> _Provided passage_:
⁂
Being able to say “I wasn’t supporting the cities, I wasn’t supporting public sector workers, I wasn’t supporting poor people, or the people of colour who use these services.” That’s how some of the forces around Trump would perceive it. That’s not totally different than when Gerald Ford took the hard line against New York. It was partly an effort to court the right of the Republican Party, which was gaining strength.
Ford actually did wind up bailing out in New York, albeit on conditions that were pretty bad for the city. But after he gave the “New York drop dead” speech, he went around and talked to different Republicans audiences on a big fundraising trip about not being bullied or pressured by New York. Clearly that was supposed to be a selling point.
You write that for ordinary citizens on the losing end, “austerity meant not only not only budget cuts but a political mood of bleak hopelessness.” What did the fallout of the fiscal crisis mean for ordinary people, for political engagement, and hope for the future?
In 1970s New York, there was a very visceral sense of seeing these local institutions threatened with closure. It’s not just the city budget, but it is your children’s school, your park, your local library. Whether or not the street lights are on, what the bridges are like, what the roads feel like. The budget actually creates the social world of the city and, in a very direct and personal way, what it is like to live in a particular place.
The more money you have, the more you can insulate yourself from that. You can buy a house with a backyard, you can go to private school, you can take a car instead of the train. With money you can separate yourself from the public sphere. But the less money you have, the more that is your world.
I started working on Fear City right before my daughter was born and I was acutely aware of how much the experience of our family was shaped by the public resources around us. By being able to go to the park, by being able to go to story hour at the library, by being able to go to the public school in our neighbourhood. These are the sinews of our lives.
⁂
> _Available data_:
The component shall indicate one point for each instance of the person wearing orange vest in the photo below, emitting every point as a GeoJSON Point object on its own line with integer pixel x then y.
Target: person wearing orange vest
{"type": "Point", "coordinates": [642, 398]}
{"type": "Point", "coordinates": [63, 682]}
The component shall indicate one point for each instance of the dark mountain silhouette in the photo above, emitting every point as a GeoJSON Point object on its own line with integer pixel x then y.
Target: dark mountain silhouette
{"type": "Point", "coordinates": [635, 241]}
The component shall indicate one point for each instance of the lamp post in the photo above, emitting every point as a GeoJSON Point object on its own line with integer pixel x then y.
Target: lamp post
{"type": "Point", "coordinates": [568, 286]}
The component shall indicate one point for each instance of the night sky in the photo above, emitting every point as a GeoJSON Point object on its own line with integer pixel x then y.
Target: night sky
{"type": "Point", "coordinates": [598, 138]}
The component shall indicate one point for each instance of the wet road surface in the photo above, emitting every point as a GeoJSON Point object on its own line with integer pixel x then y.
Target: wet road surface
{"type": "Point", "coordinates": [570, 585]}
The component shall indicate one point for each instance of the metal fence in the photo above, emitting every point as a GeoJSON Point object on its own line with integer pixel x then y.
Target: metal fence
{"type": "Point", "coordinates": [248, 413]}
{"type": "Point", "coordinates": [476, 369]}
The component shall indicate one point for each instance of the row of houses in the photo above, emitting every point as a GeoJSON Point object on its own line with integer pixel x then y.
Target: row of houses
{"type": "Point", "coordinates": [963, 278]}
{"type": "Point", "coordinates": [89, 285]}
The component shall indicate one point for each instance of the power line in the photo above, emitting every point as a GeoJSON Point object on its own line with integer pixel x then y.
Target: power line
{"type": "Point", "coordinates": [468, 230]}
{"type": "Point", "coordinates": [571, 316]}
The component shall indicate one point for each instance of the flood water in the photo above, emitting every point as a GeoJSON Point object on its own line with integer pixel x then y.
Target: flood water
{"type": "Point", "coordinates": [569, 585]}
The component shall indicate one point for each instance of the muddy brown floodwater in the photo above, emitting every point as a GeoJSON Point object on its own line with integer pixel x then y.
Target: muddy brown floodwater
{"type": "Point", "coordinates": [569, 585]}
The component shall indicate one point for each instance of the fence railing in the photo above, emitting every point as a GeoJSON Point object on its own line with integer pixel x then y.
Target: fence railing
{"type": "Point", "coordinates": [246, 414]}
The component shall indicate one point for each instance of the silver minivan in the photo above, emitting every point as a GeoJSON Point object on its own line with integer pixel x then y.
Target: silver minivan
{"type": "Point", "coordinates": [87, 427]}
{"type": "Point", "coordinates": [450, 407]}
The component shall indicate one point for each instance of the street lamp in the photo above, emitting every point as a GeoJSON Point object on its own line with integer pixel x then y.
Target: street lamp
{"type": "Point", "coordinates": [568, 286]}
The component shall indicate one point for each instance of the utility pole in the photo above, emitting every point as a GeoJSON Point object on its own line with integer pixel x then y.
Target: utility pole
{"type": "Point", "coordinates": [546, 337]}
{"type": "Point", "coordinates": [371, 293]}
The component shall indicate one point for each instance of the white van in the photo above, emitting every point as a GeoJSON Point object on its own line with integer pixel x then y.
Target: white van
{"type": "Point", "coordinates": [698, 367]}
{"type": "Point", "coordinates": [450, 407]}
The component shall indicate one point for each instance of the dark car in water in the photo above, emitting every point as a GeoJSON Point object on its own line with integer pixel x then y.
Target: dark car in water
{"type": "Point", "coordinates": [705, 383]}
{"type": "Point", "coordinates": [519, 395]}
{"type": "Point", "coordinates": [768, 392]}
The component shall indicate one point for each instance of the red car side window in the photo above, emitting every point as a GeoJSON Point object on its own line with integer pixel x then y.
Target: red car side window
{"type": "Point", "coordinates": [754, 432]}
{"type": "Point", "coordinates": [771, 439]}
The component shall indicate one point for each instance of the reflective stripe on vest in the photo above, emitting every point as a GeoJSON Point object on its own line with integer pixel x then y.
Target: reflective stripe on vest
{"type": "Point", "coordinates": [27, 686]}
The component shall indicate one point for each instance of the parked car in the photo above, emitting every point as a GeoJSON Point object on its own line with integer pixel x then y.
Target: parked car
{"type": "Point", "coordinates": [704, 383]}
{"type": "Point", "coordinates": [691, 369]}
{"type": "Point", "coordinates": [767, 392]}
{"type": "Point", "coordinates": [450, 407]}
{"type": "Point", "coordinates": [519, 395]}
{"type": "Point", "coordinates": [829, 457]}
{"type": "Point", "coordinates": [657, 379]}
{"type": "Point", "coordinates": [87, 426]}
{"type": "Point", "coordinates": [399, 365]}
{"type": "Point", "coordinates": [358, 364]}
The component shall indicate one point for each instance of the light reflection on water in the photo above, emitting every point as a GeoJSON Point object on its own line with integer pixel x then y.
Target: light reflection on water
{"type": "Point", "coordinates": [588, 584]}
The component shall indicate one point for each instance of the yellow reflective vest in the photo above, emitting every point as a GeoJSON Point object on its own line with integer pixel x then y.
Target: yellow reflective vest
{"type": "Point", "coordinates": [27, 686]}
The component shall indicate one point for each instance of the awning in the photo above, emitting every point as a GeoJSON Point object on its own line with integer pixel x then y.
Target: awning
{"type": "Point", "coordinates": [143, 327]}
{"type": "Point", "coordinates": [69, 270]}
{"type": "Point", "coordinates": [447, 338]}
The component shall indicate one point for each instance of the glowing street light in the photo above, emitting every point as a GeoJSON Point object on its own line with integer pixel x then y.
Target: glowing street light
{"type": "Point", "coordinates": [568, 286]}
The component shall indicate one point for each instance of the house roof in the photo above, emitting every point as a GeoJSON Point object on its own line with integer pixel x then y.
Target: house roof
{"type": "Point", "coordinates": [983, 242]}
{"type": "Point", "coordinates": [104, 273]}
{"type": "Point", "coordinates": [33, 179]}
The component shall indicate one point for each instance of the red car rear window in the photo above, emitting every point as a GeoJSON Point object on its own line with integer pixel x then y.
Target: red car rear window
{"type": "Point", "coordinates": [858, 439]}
⁂
> _Task description_:
In two sentences, how would you sum up the passage on New York's fiscal crisis? You won't need the lines for this.

> _Task solution_:
Some forces around Trump would see a hard line as a way to say he was not supporting cities, public sector workers, poor people or people of color, much as Gerald Ford's hard line against New York was partly an effort to court the Republican right. In 1970s New York, the budget shaped the schools, parks, libraries, street lights and roads of daily life, and the less money people had, the more that public world was their whole world.